What you have to do:
Answer these from the text on caring for sick pets below:
1. How many pet owners did the study evaluate?
2. Who led the research team?
3. What hospice did Dr. Mary Gardner co-found?

Extracted text:
◆ ◆ ◆ ◆ ◆

By Dr. Karen Shaw Becker

As many of you reading here are painfully aware, caring for a seriously or terminally ill pet is a heart wrenching labor of love. But what many people don’t realize is just how big a toll it can take on the caregiver’s emotional health.

Study Shows Caregivers for Very Sick Pets Suffer Stress, Anxiety, Depression and Diminished Quality of Life

A team of researchers that included three veterinarians and was led by Mary Beth Spitznagel, Ph.D. of Kent State University set out to evaluate the phenomenon of “caregiver burden” and psychosocial function in 238 pet owners, half with a dog or cat with a chronic or terminal disease, and half with a healthy animal.1

The researchers measured symptoms of stress, anxiety and depression, along with quality of life in each participant. The results showed that owners of ill pets had greater caregiver burden, stress and clinical symptoms of depression and anxiety than owners of healthy pets. They also had a poorer quality of life and diminished psychosocial functioning.

Interestingly (but not surprisingly, in my experience), the researchers also discovered that a large percentage of the people caring for a sick pet were involved in social media pet disease groups. This is the first study to examine the toll of caregiving on pet parents using the same measurements used in human caregiving relationships. It may also be helpful for veterinarians in offering counsel to clients with seriously ill pets.

“There may be benefits for educational programs targeted to clients managing a pet with a chronic condition or terminal illness,” writes veterinarian Dr. Mary Gardner, co-founder of Lap of Love Veterinary Hospice in an article for veterinary journal dvm360.

“Education on the disease, discussions about clinical signs the pet may exhibit and treatment side effects it might develop, and any helpful suggestions to navigate the struggles can provide additional support and allay the owner’s stress and anxiety.”2

Gardner believes that since many of the caregivers of sick pets in the study belonged to social media groups, they were probably seeking support from others in a similar situation. She thinks a more formalized platform might give them a place to find support and information, share their struggles and build camaraderie with other owners of sick pets.

◆ ◆ ◆ ◆ ◆

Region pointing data
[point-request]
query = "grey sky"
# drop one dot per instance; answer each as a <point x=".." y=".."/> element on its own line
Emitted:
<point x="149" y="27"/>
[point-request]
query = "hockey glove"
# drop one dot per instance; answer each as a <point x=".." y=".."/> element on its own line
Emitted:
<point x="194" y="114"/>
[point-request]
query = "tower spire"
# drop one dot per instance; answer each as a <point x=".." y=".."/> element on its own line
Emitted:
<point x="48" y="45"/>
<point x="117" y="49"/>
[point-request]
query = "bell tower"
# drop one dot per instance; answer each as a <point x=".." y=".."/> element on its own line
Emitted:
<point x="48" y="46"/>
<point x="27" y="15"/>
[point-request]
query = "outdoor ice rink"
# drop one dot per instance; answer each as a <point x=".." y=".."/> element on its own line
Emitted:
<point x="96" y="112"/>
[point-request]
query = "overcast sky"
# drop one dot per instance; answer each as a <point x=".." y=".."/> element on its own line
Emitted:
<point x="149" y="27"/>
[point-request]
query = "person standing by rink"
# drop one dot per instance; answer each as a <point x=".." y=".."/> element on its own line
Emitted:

◆ ◆ ◆ ◆ ◆

Answer to this problem:
1. 238
2. Mary Beth Spitznagel, Ph.D. of Kent State University
3. Lap of Love Veterinary Hospice